Text excerpt =>

# Anxious hedgehog



## Spin (Aug 2, 2013)

Harriet is about 6 months old, and I have had her for about 2 months. She is very active, is always running around, and can be almost anxious at times. It is particularly bad when she needs to be bathed. She will climb out of any tub or sink I put her in, and gets frantically anxious. This anxiety also makes it hard to bond with, as she is always trying to get away. Any suggestions for a less anxious foot bath time, or ways for me to bond with her where she feels comfortable? I guess she is just a naturally active hedgie, but I don't like to see her scared. I have tried bribing her with food, but she is not interested in meal worms, cooked meat, fruit or anything else I have tried. I am also a little confused, as she has stopped puffing up and hissing when I am holding her, so she must be getting a little bit comfortable around me?


----------



## MochiAndMe (Jul 13, 2013)

Maybe try some floor time. What I do with my guinea pigs and hedgehogs is I block off a long hallway, shut doors and then lay down some towels/fleece and maybe some toys, then they run around. I usually sit there so they can get comfortable around me and enjoy exploring the hallway, toys, and treats I leave around. 

But what makes you think she's anxious? You said she tries to climb and loves to run. Sounds like my little girl. Mochi will climb out of anything I put her in, or whenever I put her down, she's moving away, but she's not anxious about anything, she just doesn't like to sit still.

Requirements =>
1. Answer these questions about the hedgehog thread:
(a) How old is Harriet?
(b) Which foods did Spin try as bribes?
(c) What does MochiAndMe lay down in the blocked-off hallway?
2. Repeat the stretch of the hedgehog thread from "Maybe try some" through "to sit still." word for word.

Given data =>
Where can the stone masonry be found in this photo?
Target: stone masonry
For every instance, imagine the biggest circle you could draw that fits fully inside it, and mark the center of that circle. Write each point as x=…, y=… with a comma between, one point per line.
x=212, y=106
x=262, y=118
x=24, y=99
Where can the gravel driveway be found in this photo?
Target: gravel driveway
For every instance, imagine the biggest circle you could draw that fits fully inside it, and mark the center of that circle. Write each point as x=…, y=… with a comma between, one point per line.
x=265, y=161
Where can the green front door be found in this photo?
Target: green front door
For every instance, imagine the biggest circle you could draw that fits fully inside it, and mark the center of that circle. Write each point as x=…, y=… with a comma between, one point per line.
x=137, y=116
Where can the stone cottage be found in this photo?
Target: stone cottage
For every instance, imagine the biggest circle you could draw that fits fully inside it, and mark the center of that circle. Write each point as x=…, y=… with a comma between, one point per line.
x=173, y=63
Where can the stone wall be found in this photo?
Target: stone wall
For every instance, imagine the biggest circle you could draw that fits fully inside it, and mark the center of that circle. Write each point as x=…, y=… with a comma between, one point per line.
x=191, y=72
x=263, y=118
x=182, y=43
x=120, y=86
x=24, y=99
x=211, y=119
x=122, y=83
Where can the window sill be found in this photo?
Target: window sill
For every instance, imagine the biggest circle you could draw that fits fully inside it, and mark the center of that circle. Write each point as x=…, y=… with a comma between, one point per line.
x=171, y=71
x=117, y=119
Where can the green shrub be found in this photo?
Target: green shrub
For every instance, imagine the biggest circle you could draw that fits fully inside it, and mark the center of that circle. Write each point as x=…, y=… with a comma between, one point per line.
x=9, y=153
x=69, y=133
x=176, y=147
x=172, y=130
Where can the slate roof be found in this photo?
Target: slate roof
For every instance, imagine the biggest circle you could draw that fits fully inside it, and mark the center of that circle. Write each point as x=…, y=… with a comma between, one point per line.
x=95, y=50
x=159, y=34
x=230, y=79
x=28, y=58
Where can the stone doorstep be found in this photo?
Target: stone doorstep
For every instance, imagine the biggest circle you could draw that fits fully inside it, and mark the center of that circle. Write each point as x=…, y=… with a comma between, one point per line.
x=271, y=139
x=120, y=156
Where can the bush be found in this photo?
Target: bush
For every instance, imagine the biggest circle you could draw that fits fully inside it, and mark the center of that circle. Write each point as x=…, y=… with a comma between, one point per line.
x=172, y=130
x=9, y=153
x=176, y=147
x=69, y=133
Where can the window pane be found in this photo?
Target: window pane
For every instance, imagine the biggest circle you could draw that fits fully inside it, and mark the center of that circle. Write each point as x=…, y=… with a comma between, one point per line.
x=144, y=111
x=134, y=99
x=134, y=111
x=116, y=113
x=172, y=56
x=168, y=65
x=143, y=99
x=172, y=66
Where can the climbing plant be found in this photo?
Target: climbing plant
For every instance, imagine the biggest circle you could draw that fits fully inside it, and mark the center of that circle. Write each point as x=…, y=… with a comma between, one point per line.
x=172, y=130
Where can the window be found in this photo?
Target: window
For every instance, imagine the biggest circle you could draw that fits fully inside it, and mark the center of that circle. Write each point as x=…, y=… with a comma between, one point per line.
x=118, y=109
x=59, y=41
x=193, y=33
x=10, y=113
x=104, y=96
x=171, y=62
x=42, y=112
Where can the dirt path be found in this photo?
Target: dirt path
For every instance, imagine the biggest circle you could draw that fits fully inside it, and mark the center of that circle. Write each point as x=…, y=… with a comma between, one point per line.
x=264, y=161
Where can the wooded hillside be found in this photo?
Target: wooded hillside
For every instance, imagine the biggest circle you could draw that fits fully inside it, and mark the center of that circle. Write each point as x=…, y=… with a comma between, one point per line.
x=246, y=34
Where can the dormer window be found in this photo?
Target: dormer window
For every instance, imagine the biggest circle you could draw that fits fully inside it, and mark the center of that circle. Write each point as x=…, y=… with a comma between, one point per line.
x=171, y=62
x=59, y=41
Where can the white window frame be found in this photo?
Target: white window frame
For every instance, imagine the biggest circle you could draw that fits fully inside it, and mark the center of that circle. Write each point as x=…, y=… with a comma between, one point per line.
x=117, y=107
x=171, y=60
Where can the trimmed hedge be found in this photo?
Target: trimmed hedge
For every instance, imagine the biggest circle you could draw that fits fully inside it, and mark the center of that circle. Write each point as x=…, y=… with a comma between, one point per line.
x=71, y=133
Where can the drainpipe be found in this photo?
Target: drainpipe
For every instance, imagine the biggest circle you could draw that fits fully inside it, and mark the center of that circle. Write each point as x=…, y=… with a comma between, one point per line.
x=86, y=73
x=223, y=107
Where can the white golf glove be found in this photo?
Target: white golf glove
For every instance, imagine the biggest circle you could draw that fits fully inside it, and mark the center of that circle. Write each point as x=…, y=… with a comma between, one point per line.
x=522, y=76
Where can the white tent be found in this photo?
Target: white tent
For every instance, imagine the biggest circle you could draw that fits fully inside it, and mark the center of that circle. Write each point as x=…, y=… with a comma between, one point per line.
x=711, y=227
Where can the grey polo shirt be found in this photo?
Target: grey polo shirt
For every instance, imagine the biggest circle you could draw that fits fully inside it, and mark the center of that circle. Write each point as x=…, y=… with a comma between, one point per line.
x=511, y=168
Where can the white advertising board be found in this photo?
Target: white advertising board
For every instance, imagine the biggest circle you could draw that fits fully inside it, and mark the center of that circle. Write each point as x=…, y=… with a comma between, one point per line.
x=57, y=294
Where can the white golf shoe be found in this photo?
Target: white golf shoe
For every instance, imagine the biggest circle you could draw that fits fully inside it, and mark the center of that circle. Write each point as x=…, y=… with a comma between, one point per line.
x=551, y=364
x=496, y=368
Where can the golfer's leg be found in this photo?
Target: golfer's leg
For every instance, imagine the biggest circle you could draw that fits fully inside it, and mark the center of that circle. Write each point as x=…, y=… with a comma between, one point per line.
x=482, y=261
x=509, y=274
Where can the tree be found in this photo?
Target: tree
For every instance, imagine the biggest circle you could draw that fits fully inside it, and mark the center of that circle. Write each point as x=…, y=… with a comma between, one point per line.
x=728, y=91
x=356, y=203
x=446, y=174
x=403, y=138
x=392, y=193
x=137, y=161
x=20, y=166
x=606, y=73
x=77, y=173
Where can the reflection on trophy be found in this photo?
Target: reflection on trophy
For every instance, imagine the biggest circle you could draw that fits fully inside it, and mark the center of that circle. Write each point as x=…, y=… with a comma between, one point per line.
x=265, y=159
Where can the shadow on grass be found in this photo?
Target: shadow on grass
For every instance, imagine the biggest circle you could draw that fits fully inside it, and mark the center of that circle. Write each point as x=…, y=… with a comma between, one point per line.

Answers below =>
1.
(a) About 6 months old.
(b) Meal worms, cooked meat and fruit.
(c) Towels/fleece and maybe some toys.

2.
Maybe try some floor time. What I do with my guinea pigs and hedgehogs is I block off a long hallway, shut doors and then lay down some towels/fleece and maybe some toys, then they run around. I usually sit there so they can get comfortable around me and enjoy exploring the hallway, toys, and treats I leave around. 

But what makes you think she's anxious? You said she tries to climb and loves to run. Sounds like my little girl. Mochi will climb out of anything I put her in, or whenever I put her down, she's moving away, but she's not anxious about anything, she just doesn't like to sit still.